_Problem to solve:_ Gather each line below that contains the string "purple". Case counts, so a line with only a different capitalization does not qualify.

_Records provided:_
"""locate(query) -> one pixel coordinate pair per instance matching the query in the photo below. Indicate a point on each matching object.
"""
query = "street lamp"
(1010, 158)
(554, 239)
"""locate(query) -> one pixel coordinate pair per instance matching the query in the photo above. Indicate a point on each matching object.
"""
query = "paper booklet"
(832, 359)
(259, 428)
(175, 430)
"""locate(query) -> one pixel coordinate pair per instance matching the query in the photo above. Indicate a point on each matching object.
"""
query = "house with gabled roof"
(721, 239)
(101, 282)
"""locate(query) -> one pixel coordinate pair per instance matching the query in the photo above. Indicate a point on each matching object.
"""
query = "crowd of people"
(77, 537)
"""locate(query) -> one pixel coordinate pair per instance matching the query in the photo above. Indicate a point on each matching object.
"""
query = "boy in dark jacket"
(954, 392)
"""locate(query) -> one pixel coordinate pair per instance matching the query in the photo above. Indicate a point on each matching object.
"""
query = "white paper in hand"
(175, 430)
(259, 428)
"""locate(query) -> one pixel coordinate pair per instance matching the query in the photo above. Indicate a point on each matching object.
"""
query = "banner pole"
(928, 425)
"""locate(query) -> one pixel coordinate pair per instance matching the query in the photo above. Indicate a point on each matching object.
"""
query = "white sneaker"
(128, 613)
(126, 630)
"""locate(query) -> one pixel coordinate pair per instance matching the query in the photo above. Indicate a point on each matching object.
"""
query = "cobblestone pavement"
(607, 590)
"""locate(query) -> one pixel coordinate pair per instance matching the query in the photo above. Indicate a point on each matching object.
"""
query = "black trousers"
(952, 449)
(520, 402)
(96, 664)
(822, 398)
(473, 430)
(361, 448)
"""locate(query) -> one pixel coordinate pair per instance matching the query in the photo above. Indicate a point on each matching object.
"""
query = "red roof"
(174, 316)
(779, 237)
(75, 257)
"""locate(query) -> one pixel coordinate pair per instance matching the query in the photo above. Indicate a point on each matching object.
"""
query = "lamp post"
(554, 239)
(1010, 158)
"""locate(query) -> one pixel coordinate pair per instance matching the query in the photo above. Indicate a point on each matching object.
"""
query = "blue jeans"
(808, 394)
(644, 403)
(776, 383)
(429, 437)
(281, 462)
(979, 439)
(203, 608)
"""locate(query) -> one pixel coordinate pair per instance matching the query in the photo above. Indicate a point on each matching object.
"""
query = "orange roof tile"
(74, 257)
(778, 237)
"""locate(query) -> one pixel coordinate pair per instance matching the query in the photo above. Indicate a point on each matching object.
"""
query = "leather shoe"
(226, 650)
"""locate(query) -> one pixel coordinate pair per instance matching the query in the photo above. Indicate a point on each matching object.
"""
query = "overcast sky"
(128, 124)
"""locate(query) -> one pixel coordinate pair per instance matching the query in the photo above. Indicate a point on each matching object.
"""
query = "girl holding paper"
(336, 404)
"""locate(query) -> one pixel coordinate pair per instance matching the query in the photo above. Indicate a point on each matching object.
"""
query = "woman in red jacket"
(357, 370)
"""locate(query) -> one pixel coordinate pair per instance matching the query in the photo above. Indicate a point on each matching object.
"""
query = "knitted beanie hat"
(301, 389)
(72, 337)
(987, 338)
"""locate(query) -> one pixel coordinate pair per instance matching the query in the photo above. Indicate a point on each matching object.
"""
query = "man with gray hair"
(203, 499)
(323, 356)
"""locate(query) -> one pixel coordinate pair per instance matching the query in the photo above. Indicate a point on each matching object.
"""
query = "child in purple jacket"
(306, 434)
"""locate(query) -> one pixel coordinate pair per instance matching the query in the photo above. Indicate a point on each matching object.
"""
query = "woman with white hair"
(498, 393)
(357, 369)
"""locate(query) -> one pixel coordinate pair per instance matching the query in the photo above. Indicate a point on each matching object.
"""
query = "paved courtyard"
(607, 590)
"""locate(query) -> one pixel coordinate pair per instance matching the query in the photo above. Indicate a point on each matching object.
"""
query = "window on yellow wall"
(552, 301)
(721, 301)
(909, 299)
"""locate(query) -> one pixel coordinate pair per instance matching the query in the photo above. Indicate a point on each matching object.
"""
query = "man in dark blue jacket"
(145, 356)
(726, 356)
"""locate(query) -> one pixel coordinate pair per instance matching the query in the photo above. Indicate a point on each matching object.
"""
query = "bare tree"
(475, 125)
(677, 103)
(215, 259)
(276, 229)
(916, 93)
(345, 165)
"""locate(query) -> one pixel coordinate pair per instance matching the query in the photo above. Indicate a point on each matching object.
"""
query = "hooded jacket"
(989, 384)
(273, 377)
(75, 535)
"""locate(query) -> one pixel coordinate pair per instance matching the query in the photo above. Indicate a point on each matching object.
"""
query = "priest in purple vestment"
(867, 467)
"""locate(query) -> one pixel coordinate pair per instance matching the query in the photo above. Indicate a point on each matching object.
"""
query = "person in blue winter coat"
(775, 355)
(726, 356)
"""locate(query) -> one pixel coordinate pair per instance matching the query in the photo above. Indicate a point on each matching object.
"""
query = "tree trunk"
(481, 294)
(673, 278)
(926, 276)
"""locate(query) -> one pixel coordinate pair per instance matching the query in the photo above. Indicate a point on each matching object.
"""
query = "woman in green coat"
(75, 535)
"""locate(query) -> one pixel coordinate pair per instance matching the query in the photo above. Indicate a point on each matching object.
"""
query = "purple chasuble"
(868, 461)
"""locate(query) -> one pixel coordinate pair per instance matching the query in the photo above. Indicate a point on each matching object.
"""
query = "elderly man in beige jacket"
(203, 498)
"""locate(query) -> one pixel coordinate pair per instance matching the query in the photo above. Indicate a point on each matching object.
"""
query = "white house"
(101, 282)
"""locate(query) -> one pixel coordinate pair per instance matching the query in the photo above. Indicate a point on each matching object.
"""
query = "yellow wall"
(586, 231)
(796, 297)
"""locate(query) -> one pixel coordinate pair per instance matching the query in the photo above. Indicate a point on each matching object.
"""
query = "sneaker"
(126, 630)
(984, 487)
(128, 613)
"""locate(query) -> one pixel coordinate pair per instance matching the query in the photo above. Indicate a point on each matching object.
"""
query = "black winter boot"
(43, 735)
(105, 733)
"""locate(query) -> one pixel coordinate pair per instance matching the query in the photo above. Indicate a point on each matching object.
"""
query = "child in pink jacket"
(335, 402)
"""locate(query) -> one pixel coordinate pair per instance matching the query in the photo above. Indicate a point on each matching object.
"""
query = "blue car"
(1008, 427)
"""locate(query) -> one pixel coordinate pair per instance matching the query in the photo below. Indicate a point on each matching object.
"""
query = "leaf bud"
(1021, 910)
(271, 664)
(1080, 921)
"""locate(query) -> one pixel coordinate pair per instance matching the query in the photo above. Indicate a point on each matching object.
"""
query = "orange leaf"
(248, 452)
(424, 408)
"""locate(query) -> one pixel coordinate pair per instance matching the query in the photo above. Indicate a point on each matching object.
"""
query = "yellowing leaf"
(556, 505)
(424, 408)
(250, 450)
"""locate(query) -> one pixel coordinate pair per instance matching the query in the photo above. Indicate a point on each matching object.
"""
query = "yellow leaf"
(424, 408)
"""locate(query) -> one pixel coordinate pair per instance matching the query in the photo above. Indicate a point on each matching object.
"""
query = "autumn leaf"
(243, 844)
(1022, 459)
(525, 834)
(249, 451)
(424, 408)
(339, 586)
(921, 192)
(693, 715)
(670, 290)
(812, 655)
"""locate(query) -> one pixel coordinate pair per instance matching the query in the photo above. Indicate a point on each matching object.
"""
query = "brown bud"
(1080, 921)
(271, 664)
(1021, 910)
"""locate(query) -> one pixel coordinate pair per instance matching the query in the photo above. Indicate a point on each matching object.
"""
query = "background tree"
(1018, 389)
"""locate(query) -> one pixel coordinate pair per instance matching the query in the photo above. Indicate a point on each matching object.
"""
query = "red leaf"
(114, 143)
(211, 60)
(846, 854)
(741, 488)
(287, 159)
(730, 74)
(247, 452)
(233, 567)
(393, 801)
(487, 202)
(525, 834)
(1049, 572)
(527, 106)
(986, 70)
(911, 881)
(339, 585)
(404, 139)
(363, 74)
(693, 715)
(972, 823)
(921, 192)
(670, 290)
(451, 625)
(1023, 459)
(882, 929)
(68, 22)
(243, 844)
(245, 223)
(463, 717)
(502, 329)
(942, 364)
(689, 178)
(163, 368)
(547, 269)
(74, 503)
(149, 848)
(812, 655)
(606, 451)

_Written solution:_
query = "child in purple jacket"
query = "priest in purple vestment"
query = "purple chasuble"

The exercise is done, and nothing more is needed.